== PASSAGE EXTRAIT

Pour une séance parlementaire d’injures choisies

Lorsque la presse a rapporté les vœux du pape François à la Curie, j’ai d’abord vérifié mentalement que nous n’étions pas le premier avril. Jamais pareil réquisitoire ne fut dressé à destination de cardinaux, qui se font appeler « Eminence » et qui ont rang princier de successeurs au trône pontifical : « Alzheimer spirituel, faces d’enterrement, schizophrènes intellectuels, terroristes du bavardage, pétrifiés mentaux, carriéristes arrogants, hypocrites menant une vie dissolue ». On se serait cru dans un film de Michel Audiard plutôt que lors d’une réunion protocolaire dans le milieu feutré du Vatican. Cela fit un bien immense à une foule de personnes, catholiques ou non, en déclenchant une franche rigolade. Le gendarme moral rossé par un polichinelle en soutane blanche.

On devrait en prendre de la graine en politique suisse. Les languissantes séances du parlement fédéral ne sont jamais interrompues par des échanges divertissants, versant dans l’insulte directe rendue admissible par la forme. Appeler un conservateur « pétrifié mental », lui coupe l’herbe sous les pieds : il ne dispose pas de la culture orale, de l’invention poétique et du sang-froid pour répondre du tac au tac. Tout est dans la manière. On peut tout dire à n'importe qui, mais pas n’importe comment.

====
== RELEVÉ DES ENREGISTREMENTS

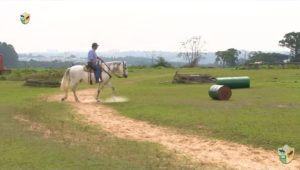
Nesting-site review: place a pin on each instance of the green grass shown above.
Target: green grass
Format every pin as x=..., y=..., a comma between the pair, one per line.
x=266, y=115
x=71, y=144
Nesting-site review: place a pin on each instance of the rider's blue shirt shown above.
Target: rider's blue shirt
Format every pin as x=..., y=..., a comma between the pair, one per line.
x=92, y=56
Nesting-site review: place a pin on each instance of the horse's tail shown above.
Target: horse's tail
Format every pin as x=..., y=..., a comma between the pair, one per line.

====

_CONSIGNE_. Dans le passage extrait, résumez en trois phrases au plus le paragraphe qui commence par « Lorsque la presse a rapporté » sans perdre ses faits principaux.

_RÉPONSE_. Dans ses vœux à la Curie rapportés par la presse, le pape François a adressé un réquisitoire sans précédent aux cardinaux, appelés « Eminence » et de rang princier de successeurs au trône pontifical. Il les a qualifiés notamment d'« Alzheimer spirituel », de « terroristes du bavardage » et de « carriéristes arrogants », dans une scène plus proche d'un film de Michel Audiard que d'une réunion protocolaire au Vatican. Ces propos ont fait rire franchement une foule de personnes, catholiques ou non.